TO DO: Which lines in the items below contain the string "plate"? Return each of those lines in full, matching case exactly.

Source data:
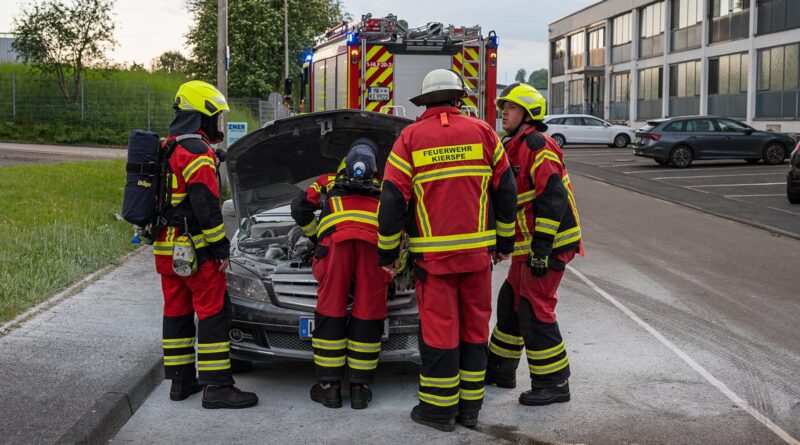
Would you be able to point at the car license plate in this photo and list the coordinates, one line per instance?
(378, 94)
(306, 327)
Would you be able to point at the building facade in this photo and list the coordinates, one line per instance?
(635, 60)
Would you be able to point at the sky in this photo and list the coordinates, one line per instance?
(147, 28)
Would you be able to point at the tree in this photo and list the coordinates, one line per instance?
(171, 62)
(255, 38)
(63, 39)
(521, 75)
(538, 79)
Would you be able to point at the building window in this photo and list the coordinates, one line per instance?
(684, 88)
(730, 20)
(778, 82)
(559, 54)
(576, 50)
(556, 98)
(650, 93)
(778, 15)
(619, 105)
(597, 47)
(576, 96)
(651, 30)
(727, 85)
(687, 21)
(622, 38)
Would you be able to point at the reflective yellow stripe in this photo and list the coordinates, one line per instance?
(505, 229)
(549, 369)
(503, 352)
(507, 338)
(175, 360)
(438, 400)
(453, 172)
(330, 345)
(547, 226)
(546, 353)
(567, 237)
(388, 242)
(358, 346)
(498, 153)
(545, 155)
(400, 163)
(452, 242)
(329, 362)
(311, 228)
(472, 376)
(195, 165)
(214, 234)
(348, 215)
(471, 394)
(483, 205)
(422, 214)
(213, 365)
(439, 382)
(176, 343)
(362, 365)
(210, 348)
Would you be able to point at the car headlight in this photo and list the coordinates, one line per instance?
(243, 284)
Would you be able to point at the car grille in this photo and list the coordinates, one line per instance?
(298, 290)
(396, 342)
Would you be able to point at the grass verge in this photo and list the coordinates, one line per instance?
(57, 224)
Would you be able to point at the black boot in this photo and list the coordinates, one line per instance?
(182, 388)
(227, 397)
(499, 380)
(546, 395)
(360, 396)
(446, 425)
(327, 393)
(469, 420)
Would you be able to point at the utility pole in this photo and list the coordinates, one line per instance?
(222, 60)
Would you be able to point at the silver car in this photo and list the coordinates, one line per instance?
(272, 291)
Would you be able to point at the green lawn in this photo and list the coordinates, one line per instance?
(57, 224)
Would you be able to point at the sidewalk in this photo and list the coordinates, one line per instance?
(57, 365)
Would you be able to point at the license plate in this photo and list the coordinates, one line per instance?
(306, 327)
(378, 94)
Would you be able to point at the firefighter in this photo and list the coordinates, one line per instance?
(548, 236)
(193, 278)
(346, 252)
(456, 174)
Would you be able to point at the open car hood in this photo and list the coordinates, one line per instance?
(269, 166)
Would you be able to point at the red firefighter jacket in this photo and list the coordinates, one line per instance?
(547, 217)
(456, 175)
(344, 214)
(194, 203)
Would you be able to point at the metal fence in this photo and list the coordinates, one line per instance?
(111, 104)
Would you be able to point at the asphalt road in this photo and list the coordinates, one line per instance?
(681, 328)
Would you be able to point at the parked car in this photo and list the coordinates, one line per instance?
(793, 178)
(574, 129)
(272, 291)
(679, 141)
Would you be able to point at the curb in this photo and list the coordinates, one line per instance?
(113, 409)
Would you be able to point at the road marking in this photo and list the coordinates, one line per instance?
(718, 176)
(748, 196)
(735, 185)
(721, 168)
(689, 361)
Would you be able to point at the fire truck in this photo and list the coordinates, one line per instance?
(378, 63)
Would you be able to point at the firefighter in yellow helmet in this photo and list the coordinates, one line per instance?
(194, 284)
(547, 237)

...

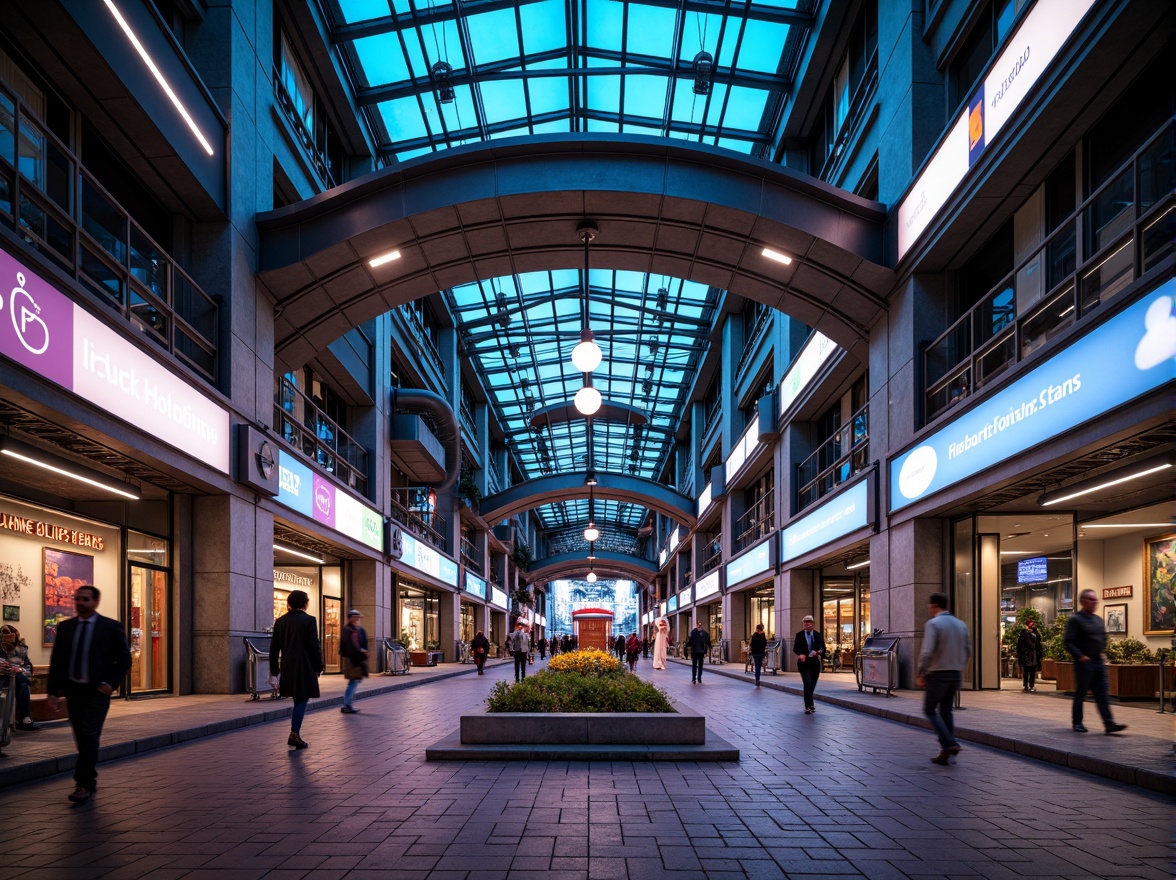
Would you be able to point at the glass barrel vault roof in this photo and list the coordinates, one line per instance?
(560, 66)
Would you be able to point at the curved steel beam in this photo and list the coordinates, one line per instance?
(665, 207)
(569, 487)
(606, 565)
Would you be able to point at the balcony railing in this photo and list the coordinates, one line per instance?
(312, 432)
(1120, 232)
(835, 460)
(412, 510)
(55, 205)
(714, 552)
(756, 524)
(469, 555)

SOLUTION TO THE PROBLEM:
Would you be able to point at the car license plate in this photo and list the coordinates, one line per instance?
Would you be able to point at the license plate in this photo and list the coordinates, one line per instance?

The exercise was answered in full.